An exact transcription of the data below is needed.

Records excerpted from a collection
——

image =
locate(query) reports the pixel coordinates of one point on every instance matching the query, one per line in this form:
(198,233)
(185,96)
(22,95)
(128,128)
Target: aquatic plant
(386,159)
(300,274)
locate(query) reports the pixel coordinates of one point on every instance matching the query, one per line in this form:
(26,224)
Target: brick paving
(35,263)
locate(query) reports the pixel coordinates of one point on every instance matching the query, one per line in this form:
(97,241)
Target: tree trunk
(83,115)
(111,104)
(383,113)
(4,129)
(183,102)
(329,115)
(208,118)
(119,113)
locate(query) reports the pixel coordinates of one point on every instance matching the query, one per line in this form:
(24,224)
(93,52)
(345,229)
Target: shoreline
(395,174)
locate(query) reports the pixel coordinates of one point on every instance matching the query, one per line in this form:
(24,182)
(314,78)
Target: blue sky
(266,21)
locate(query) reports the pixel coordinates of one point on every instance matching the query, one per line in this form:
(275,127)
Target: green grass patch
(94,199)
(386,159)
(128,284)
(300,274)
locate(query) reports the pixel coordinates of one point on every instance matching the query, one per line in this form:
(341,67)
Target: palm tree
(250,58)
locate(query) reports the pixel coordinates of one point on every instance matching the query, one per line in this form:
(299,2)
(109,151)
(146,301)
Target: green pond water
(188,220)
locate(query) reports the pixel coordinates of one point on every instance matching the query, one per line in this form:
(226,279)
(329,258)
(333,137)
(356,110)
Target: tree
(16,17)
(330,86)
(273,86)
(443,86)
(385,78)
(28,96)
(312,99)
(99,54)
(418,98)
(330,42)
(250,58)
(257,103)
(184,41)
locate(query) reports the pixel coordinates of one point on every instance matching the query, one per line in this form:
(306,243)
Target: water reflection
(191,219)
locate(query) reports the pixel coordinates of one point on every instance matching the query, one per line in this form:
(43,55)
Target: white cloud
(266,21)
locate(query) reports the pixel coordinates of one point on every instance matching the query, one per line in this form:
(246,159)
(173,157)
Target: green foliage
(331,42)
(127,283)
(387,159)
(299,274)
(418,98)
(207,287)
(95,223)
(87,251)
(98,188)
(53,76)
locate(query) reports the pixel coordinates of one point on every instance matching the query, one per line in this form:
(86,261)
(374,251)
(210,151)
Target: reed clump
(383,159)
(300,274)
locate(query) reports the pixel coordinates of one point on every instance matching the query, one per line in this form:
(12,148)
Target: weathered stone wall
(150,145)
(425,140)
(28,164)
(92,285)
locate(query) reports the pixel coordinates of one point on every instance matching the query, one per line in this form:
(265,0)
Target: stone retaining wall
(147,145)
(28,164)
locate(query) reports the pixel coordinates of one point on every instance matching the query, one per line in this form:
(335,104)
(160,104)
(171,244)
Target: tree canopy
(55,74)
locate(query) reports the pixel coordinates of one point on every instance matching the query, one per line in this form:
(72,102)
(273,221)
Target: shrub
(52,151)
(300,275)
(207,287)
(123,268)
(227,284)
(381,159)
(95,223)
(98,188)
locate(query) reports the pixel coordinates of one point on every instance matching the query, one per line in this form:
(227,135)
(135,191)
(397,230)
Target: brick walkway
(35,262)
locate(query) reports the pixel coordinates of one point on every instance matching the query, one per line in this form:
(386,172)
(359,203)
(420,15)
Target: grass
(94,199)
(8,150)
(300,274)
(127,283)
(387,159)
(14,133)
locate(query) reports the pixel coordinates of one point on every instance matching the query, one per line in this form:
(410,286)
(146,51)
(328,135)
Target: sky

——

# Solution to this exercise
image =
locate(query) reports the pixel coordinates of one point on every instance matching the query, one per line in this form:
(198,233)
(185,96)
(22,95)
(128,128)
Target: aquatic plant
(386,159)
(300,274)
locate(query) reports the pixel coordinates of one point on every instance matching the query, one per line in this form:
(26,224)
Target: brick paving
(35,263)
locate(query) reports the pixel coordinates of one point on every instance matching the query, one per line in this form:
(97,241)
Target: tree trunk
(83,115)
(111,104)
(383,113)
(4,129)
(183,102)
(329,115)
(208,118)
(119,113)
locate(query) reports the pixel coordinates of one point on every instance matching the query, one per line in this form:
(24,224)
(93,52)
(345,229)
Target: shoreline
(395,174)
locate(query) reports the pixel coordinates of one point on every instance matching the query, one per line in this form:
(24,182)
(314,78)
Target: blue sky
(266,21)
locate(query) reports the pixel coordinates of one point on every instance matching the query, one per line in this form:
(275,127)
Target: green grass patch
(94,199)
(386,159)
(128,284)
(300,274)
locate(query) reports the pixel coordinates of one point on every instance matching the query, one per line in this form:
(341,67)
Target: palm tree
(250,58)
locate(query) reports the pixel coordinates of one point on every instance matching the query, one per line in this form:
(299,2)
(109,151)
(146,301)
Target: green pond water
(188,220)
locate(query) reports the pixel coordinates of one point on every instance matching the query, one per line in this form:
(226,279)
(329,258)
(333,137)
(356,110)
Target: tree
(16,17)
(330,86)
(273,86)
(443,86)
(385,78)
(28,96)
(312,99)
(99,54)
(418,98)
(330,42)
(250,58)
(257,103)
(184,41)
locate(query) reports the pixel coordinates of one point on every instance matching the query, one per line in this form:
(306,243)
Target: water reflection
(191,219)
locate(query) reports the pixel coordinates of one point on every instance matching the query, one per line in this form:
(43,55)
Target: white cloud
(266,21)
locate(query) reports the pixel coordinates of one point on every instance matching the query, one per line in this form:
(246,159)
(173,157)
Target: green foliage
(331,42)
(127,283)
(387,159)
(299,274)
(418,98)
(207,287)
(95,223)
(87,251)
(98,188)
(53,76)
locate(query) reports the pixel coordinates of one point on every instance matching the query, one per line in this form:
(86,261)
(374,251)
(210,151)
Target: reed clump
(383,159)
(300,274)
locate(query) reports the pixel coordinates of one point on every instance matching the query, one per line in this form:
(12,148)
Target: weathered stone wall
(150,145)
(425,140)
(28,164)
(92,285)
locate(query) reports the pixel coordinates of one point on every instance matching the query, one per line in this form:
(265,0)
Target: stone retaining wall
(147,145)
(28,164)
locate(query) reports the pixel coordinates of one point on every instance matching the query, one per line in this form:
(335,104)
(160,104)
(171,244)
Target: tree canopy
(55,74)
locate(query) reports the pixel coordinates of one point on every instance matching the query, one per line in this form:
(72,102)
(273,221)
Target: shrub
(52,151)
(300,275)
(207,287)
(123,268)
(227,284)
(381,159)
(95,223)
(98,188)
locate(query) reports the pixel coordinates of one point on every instance matching the query, one per line in this form:
(227,135)
(135,191)
(397,230)
Target: brick walkway
(35,262)
locate(query) reports the pixel coordinates of one point on every instance matching the query, one per line in this form:
(386,172)
(359,203)
(420,15)
Target: grass
(94,199)
(8,150)
(300,274)
(127,283)
(387,159)
(14,133)
locate(query) reports the pixel coordinates of one point on every instance matching the query, one per line in this form:
(410,286)
(146,51)
(328,135)
Target: sky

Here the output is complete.